(YOUR GOAL)
Exclude the pictures; give every entry again exactly as written.

(INFORMATION GIVEN)

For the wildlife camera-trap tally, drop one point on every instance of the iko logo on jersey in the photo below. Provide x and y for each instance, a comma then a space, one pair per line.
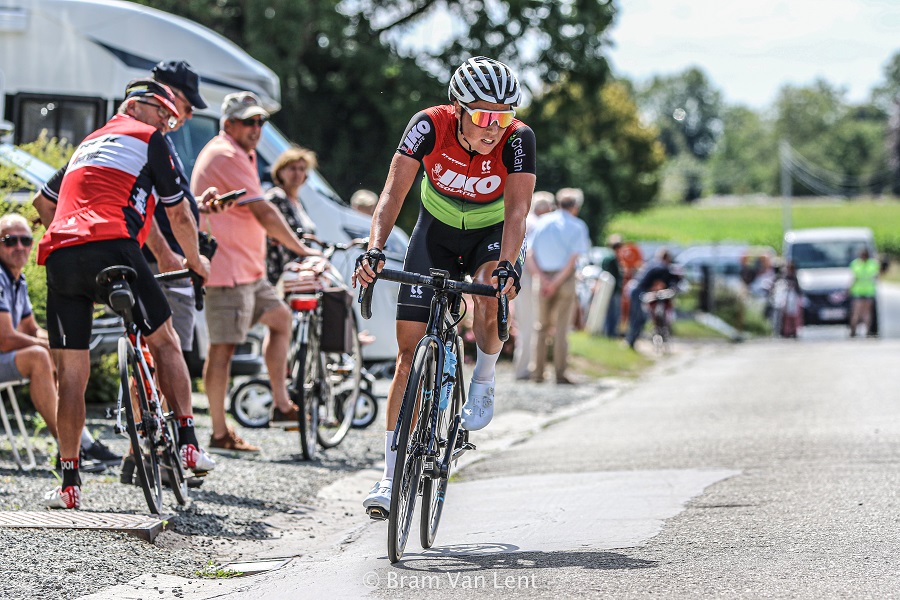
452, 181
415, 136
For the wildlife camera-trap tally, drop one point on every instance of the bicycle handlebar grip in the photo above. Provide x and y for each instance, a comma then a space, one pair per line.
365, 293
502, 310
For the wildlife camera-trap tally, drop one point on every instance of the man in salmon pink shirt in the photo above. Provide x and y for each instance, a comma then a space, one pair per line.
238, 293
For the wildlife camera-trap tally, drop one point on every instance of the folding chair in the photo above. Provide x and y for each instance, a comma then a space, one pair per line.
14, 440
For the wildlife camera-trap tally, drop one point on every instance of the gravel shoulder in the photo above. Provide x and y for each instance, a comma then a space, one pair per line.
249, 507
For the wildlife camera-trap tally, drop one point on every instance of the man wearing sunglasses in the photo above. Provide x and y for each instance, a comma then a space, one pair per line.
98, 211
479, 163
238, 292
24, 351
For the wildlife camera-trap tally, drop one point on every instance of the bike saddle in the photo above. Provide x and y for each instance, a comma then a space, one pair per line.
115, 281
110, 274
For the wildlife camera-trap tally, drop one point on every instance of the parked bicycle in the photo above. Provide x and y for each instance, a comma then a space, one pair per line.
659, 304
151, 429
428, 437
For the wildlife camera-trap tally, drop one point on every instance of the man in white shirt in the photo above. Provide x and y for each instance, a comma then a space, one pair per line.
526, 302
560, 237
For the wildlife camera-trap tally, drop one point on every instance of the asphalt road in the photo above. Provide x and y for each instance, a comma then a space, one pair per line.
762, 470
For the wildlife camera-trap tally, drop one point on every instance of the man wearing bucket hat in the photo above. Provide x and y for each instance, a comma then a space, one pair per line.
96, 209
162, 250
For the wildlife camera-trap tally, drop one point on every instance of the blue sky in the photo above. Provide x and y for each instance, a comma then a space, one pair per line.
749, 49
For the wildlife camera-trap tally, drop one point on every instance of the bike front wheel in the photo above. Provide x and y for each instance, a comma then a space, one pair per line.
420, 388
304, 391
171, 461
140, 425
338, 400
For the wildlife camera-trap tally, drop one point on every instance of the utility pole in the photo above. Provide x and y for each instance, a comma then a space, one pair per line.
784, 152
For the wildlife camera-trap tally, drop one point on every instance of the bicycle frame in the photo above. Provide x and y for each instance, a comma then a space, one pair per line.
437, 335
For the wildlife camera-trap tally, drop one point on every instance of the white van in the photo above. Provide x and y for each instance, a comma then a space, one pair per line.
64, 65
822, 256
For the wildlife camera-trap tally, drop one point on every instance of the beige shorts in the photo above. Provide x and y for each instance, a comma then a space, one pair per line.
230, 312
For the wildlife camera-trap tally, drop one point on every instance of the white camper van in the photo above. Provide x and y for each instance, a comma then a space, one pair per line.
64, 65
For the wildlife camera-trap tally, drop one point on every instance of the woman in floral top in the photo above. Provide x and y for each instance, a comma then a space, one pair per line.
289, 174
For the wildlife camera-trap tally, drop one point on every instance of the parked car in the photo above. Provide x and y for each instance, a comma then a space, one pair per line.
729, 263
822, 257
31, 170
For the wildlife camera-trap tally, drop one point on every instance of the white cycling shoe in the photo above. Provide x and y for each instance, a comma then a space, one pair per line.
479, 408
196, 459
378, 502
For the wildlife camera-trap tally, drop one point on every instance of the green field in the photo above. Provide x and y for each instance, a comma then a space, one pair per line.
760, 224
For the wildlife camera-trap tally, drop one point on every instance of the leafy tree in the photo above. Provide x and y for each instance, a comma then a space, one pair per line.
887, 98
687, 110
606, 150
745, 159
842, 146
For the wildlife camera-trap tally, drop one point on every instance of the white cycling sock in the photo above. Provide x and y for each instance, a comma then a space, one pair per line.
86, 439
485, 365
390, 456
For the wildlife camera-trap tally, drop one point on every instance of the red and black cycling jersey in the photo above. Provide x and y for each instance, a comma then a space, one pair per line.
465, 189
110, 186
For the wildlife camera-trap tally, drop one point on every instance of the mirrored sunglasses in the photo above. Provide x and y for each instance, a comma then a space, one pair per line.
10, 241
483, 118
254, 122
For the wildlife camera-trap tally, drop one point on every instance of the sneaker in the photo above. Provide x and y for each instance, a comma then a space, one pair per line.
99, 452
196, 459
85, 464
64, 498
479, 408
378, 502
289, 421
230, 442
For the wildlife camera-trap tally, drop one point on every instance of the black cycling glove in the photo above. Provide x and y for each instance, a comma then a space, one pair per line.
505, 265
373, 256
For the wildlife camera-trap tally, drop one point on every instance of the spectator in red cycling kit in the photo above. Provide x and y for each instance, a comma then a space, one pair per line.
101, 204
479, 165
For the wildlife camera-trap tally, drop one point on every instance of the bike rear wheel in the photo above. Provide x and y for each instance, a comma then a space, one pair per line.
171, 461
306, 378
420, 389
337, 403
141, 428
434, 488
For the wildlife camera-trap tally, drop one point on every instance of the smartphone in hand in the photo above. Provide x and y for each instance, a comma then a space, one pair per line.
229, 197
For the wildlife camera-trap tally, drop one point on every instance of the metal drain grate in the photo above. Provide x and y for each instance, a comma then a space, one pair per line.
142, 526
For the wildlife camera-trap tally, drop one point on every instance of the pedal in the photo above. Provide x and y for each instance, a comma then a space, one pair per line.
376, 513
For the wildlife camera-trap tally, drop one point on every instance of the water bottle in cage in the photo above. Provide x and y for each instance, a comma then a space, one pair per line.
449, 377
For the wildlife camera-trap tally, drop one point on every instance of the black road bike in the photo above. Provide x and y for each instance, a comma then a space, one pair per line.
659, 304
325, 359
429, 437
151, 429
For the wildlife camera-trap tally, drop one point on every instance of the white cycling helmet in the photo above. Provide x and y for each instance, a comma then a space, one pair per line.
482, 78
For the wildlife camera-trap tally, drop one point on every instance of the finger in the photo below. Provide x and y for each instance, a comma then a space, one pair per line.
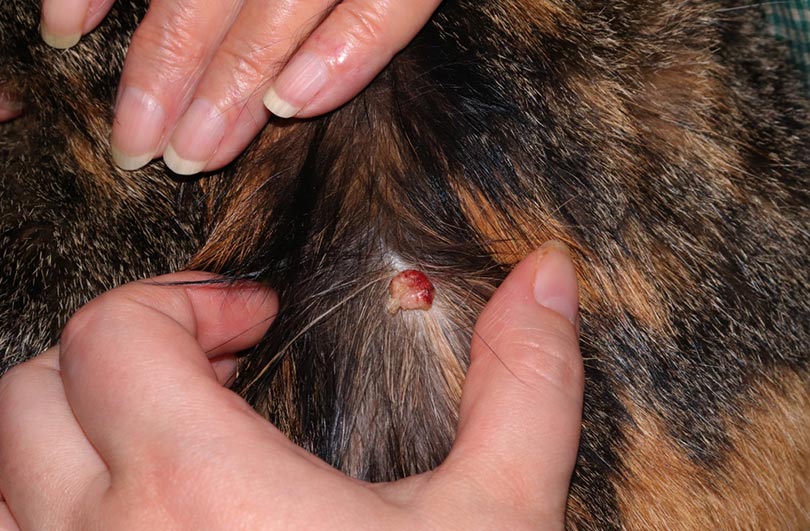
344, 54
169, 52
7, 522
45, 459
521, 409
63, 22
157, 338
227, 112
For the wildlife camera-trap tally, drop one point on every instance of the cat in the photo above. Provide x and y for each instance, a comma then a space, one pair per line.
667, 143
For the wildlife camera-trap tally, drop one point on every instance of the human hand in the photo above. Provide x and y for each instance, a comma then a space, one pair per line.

(ANSWER FOR THIS EXERCISE)
For the wildlife camera-trap tally, drop one point on every instance of the iko logo on jersey in the photo below. Provide x and y for each instance, a comma then a space, one pair per line.
452, 181
415, 136
For the wildlife camera-trap tally, drop one point on every instance of the bicycle handlebar grip in the photo above. Provide x and y for each instance, a comma then a space, one pair per line.
365, 293
502, 310
For the wildlife camera-trap tally, drop one point on every instance of the man in salmon pink shirt in the photo above. Provide x and y for each instance, a comma then a space, one pair per line.
238, 293
For the wildlife camera-trap tally, drop one point on every instance of the folding chair in the photo above. Provide x and y for each instance, a comma then a space, one pair per line.
14, 440
For the wildlife camera-trap tally, drop one point on every instance of the gravel shoulder in the photo above. Provide x and y for each instance, a comma then a space, one pair per line.
249, 507
For the wildlife camera-trap tally, drop one point on every instance of the man wearing sunglasses in the photo above. Provide x and y for each instance, a comma then a space, one pair per line.
98, 211
479, 163
238, 292
24, 351
For the wildlife camera-trap tally, drop one point on every instance of the bike saddle in the photo above. Provide x and y for each instance, a comma then a space, one pair per line.
115, 281
110, 274
For the wildlife camera-trap tally, drop one point on every instance of the parked bicycle in the photo above. Provide x and y for each instance, a comma then a space, one pair per line.
659, 304
151, 429
428, 437
For the wildlife camera-trap tally, drop one point on every instance of the man in white shirt in the photo above. Provide x and y for each instance, a comma then a space, one pair per line.
526, 302
560, 237
For the wildlife camera-trap tally, drop one point on every instance of the asphalt road in the photo above. Provide x and y for each instance, a comma then a space, one pair per line.
762, 470
For the wildlife camera-trap tally, drop one point on every instance of the man wearing bucket hat in the photo above. Provide x and y for each instance, a comma then a space, one pair per line.
96, 209
162, 250
For the wildlife camera-trap tally, drop one point on every instance of the blue sky in the photo above. Provide x and y for each instance, a comma then a space, one pair per line.
749, 49
For the wildlife camera-trap tally, drop one point on every instance of the bike front wheel in the photo above. Provide x and y for each instance, a comma then a space, one pair per line.
420, 388
304, 391
171, 461
140, 425
338, 400
For the wildlife camera-trap tally, drop one point on every instance of the utility pole in the photo above. Provide x and y for each instance, a comma then a space, one pair per line.
784, 152
For the wildlife camera-trap tally, drop one point on every instance of the bicycle frame in the photo above. Provide x and y for each instance, a comma then a space, one pair per line.
437, 335
For the wildlife camera-trap tally, drop one point on every instance of the white van in the photo above. Provide x and y for each instance, a comma then a space, one pair per line.
64, 65
822, 256
For the wildlife camera-trap tally, drop one point on every instance of the beige shorts in the photo above. Provide x and y for each instance, a comma then a space, one pair per line.
230, 312
For the wildlife camera-trap tally, drop one point on every instance of the white camper van in the photo above. Provide x and y for each instance, a comma then a space, one pair per line.
64, 65
For the wildlife camera-trap tally, drop one point on every instance of the woman in floral top in the photo above. Provide x and y for each instance, a comma then a space, one pair per line.
289, 174
For the wildlife camera-trap tally, drop one point on every instance of the parked car in the photo above. Provide x and y for each instance, a comma then a space, one pair per line.
729, 263
822, 257
31, 170
For the wildlife camera-trap tally, drop one point on every instance of the white cycling shoe in the photo above. Provide x and y for each instance, a comma then a space, one pair per line.
479, 408
196, 459
378, 502
For the wildlife camera-trap tally, drop one point on every instance of the green field in the photo above. Provide x and y for each instance, a comma then a space, one pair per line.
760, 224
For the wildlife camera-trap tally, drop one point on every instance of the leafy tree in the photo above. Provide x and y for each instance, a comma then a space, one pair per line.
887, 98
687, 110
606, 150
745, 159
842, 146
For the wildlife camera-trap tally, drop one point on every instance of the white cycling sock in the photo above. Provide x and y for each instance, a comma then a space, one pair per line.
86, 439
485, 365
390, 456
For the wildlife camera-trap tally, drop one point on every instance of the red and black cycling jersey in the photo above. Provide x and y for each instance, a comma then a space, one pair per line.
465, 189
110, 186
For the wildlife camera-trap tally, drop one point on every instance of the mirrored sunglasses in the photo above. Provide x and y for each instance, a comma then a space, one pair per line.
10, 241
483, 118
254, 122
For the wildlife camera-trap tally, drop one point on every instance of the sneaker in the photo above. Provide x and y for each instance, a comma then a space, one pair per line.
99, 452
196, 459
85, 464
64, 498
479, 408
378, 502
289, 421
230, 442
For the wildlife camera-trap tally, drop one point on every instance of the black cycling glove in the photo above. Provide x and y for each instance, a comma then a space, one pair per line.
505, 265
373, 256
For the wildlife camera-trap tally, drop one point on every instance of the spectator in red cycling kit in the photo above. Provide x and y for each instance, a comma then a space, one pair per line.
101, 204
479, 165
For the wildlife camera-trap tally, drop one point on every instance of the bike rear wheel in the photo above. Provide x and y for each instance, a comma then a space, one pair per line.
171, 461
306, 378
420, 389
337, 403
141, 428
434, 488
For the wildlife camera-trap tally, drop one point on every instance of the smartphone in hand in the photo above. Provide x and y for each instance, a comma then a space, one pair per line.
229, 197
For the wildlife camera-trap tally, drop one point on every instance of the metal drain grate in the photo above. Provide x and y for each instance, a comma then a space, one pair per line.
142, 526
For the wildlife camera-trap tally, drop one point on every instance of the pedal in the photo above. Provide x and y for each instance, a comma then a space, one pair per line.
376, 513
For the wildlife camera-trap tally, drop one point on every instance of the water bottle in cage in the photo above. Provide x and y for each instance, a comma then a space, one pair per line.
449, 377
For the wildlife camera-trap tally, drop one point on every instance of the black road bike in the photo above. Provide x and y for each instance, a comma then a space, one pair per line.
659, 304
325, 359
429, 437
151, 429
For the wildlife camera-trap tally, drop one point on every instance of the white cycling helmet in the photo above. Provide x and y for each instance, a comma then a space, one pair per line.
482, 78
For the wildlife camera-trap tally, drop one point on every instance of the finger in the photo below. Provide x and y for each instance, a comma then a space, one pair per line.
344, 54
169, 52
7, 522
45, 459
521, 409
63, 22
157, 338
227, 112
For the wildlife camera-trap tally, drop one point on every instance of the cat in the photo above. Provide x and y for each instance, a comma then a space, one pair per line.
667, 143
For the wildlife camera-trap tally, drop one point on every instance of the human hand in the photo above. Provide x and y for each instance, a comma then a space, one pair per line.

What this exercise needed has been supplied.